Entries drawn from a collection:
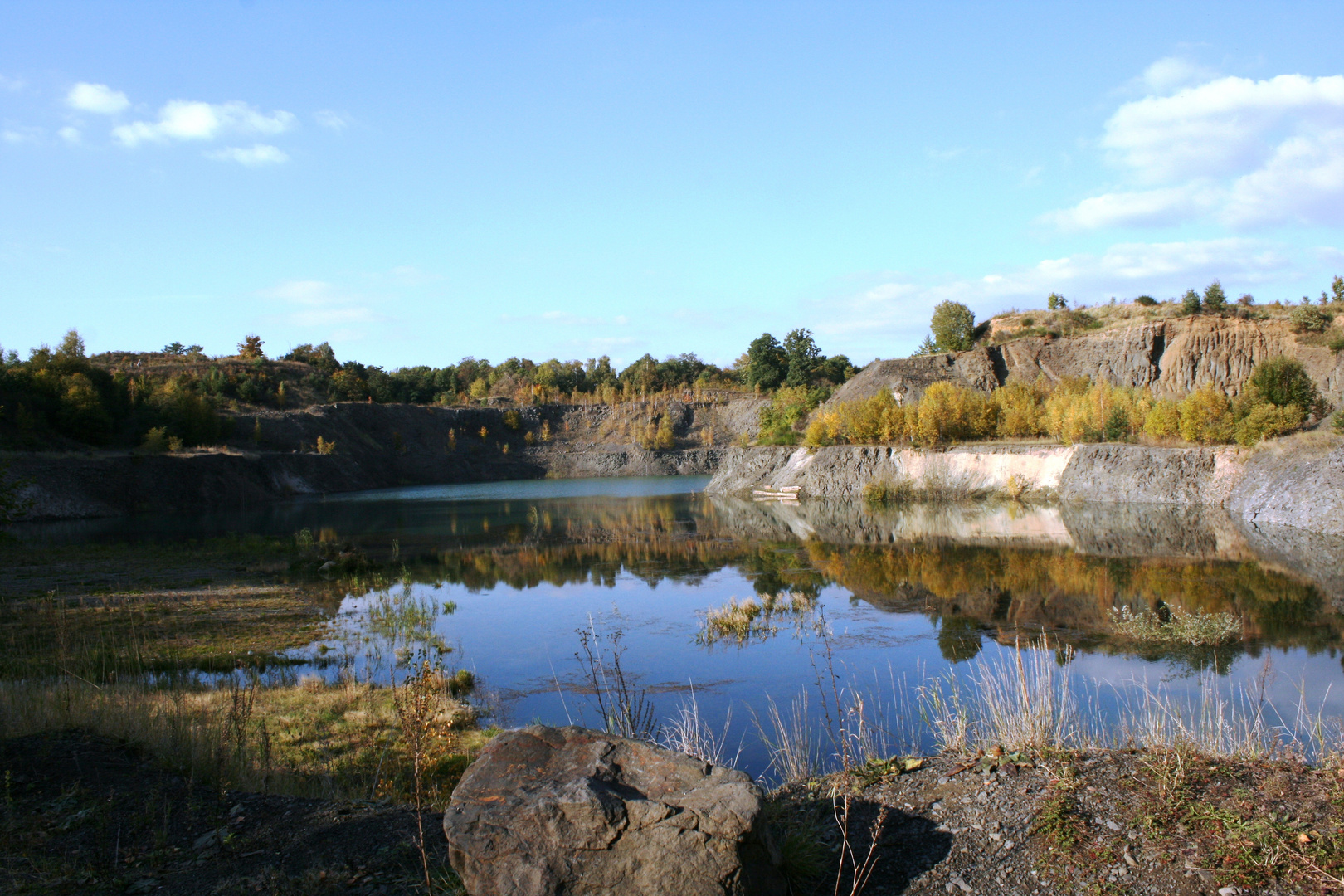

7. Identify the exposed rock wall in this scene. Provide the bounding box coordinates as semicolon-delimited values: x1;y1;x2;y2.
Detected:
830;316;1344;403
707;434;1344;534
5;397;761;520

■ WORK INSTRUCTIONS: Output the text of every row above word for word, leaving out the pictures.

■ EXERCISE RESULT:
7. Identify the exposed rock wall in this scene. Provide the bounding box coordinates as semicolon-delimited values: x1;y1;x2;y2.
Detected:
830;316;1344;403
707;434;1344;534
5;397;761;520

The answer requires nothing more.